BioWorld International Correspondent
LONDON - Celltech Group plc, the UK's largest biotechnology company, has agreed to be taken over by UCB SA, of Brussels, Belgium, in an all-cash deal that values Celltech at about £1.5 billion (US$2.7 billion).
Celltech shareholders are being offered £5.50 per share, a premium of 27.8 percent to the closing price Monday, and a 26.3 percent premium to the average share price over the past three months. The £5.50 price tag is equivalent to $19.44 per American depository share.
Celltech will be merged with UCB's 6,600-strong pharmaceutical arm, UCB Pharma, and the combined entity, to be headquartered in Brussels, will rank as the world's fifth-largest biopharmaceutical company, with pro-forma revenues of €2.1 million, placing it behind Amgen Inc., Novo Nordisk A/S, Schering AG and Genentech Inc.
The companies agreed to combine following licensing discussions for Celltech's CDP 870, and also announced a deal for the anti-TNF-alpha antibody that will stand whether or not the acquisition goes ahead. Terms of the CDP 870 deal were not disclosed, but Celltech said the headline value was equivalent to the $280 million put on its previous deal with Pfizer Inc.
"This is a tremendously important day for Celltech - probably the most important since its inception in 1980," Peter Fellner, chairman, said in a conference call. "It is a transforming transaction for UCB, too."
Celltech shares (LSE:CCH) rose by £1.11 to £5.42 Tuesday, up 25.9 percent, on total volume of 57.4 million shares - more than 25 times its average trading volume. Analysts in London said there was a chance another bidder would emerge. Sam Fazeli, of Nomura International plc, said likely contenders were large U.S. biotechs. UCB, listed on Euronext in Brussels, is proposing to finance the deal with loans.
Goran Ando, Celltech's CEO, said that while there were a lot of overtures, UCB emerged as front-runner to license CDP 870 because of its specialist marketing skills and because of its knowledge of the anti-TNF-alpha market. Roch Doliveux, who became CEO of UCB Pharma in September, was responsible for in-licensing Remicade (also an anti-TNF-alpha antibody) in his former position as president of Schering-Plough International.
"I don't have to tell you about the importance of having a top-level champion for a product," Ando said.
But beyond assessing UCB Pharma as the best partner for CDP 870, Ando said being acquired by the Belgian company would remove Celltech's current need to have marketing partners for its products.
"The new proposed entity will have strength from day one to commercialize all its products," he said.

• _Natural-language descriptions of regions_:
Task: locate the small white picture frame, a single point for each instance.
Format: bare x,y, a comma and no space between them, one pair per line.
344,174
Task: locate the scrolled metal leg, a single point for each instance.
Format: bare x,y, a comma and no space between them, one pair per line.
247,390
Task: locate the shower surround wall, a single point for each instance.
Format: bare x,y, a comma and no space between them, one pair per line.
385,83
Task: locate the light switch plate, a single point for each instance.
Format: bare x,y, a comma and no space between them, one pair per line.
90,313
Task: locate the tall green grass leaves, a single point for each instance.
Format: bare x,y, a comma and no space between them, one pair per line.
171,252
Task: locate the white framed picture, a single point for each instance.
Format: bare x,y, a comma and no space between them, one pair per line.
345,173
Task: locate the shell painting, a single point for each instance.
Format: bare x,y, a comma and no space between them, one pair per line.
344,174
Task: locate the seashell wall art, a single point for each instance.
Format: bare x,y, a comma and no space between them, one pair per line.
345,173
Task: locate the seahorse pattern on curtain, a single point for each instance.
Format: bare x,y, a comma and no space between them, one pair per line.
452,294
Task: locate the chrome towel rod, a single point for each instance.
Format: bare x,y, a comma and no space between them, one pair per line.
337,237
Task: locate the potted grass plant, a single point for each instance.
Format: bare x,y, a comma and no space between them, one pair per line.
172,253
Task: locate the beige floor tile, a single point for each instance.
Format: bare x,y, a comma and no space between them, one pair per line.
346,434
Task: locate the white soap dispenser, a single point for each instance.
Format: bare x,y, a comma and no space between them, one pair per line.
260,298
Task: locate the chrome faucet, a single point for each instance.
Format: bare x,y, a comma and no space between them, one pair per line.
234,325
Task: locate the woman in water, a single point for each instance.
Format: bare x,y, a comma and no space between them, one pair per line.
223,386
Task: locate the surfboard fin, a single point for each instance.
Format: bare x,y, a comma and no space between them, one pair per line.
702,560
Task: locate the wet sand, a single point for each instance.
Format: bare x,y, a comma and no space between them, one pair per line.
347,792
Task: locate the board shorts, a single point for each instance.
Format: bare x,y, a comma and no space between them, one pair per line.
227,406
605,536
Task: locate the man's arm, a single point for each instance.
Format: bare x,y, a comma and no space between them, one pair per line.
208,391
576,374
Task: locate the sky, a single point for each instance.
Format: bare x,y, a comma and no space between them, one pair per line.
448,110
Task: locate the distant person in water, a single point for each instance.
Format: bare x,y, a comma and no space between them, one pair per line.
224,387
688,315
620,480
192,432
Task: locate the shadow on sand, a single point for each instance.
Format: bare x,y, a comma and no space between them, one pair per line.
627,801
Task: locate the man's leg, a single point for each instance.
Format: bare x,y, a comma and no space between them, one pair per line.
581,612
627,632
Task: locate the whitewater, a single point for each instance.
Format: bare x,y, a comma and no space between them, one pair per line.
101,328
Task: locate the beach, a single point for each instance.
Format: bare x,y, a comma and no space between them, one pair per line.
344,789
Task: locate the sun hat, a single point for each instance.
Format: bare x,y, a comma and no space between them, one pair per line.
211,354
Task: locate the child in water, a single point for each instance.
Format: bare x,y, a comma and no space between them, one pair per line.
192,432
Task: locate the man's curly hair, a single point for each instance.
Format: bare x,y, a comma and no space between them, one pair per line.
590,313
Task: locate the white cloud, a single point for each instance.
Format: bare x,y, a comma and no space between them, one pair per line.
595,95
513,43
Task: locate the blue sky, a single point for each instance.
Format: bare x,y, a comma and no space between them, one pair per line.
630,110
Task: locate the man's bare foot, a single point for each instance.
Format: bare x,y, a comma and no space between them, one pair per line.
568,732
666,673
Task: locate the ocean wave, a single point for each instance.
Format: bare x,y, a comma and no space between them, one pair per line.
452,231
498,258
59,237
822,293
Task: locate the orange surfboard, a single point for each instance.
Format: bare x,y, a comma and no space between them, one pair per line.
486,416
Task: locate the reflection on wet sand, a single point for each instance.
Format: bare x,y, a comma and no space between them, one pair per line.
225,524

• _Check your understanding_:
**1)** Decide whether each statement agrees with the Celltech takeover article. Answer yes or no for each, and quote the words of the article that settle it.
(a) UCB SA is based in Brussels.
(b) The CDP 870 deal depends on the acquisition going ahead.
(c) Analysts in London ruled out another bidder emerging.
**2)** Retype the part of the Celltech takeover article starting at "Goran Ando, Celltech's" and ending at "of Schering-Plough International.".
**3)** Rewrite the paragraph of the Celltech takeover article that begins "Celltech shares (LSE:CCH) rose" as a short list, keeping its main facts.

• _List of solutions_:
**1)**
(a) Yes: "UCB SA, of Brussels, Belgium"
(b) No: "that will stand whether or not the acquisition goes ahead"
(c) No: "Analysts in London said there was a chance another bidder would emerge."

**2)**
Goran Ando, Celltech's CEO, said that while there were a lot of overtures, UCB emerged as front-runner to license CDP 870 because of its specialist marketing skills and because of its knowledge of the anti-TNF-alpha market. Roch Doliveux, who became CEO of UCB Pharma in September, was responsible for in-licensing Remicade (also an anti-TNF-alpha antibody) in his former position as president of Schering-Plough International.

**3)**
- Celltech shares (LSE:CCH) rose by £1.11, or 25.9 percent, to £5.42 on Tuesday. Total volume was 57.4 million shares, more than 25 times the average trading volume.
- London analysts said another bidder might emerge. Sam Fazeli of Nomura International plc named large U.S. biotechs as likely contenders.
- UCB, which is listed on Euronext in Brussels, plans to finance the deal with loans.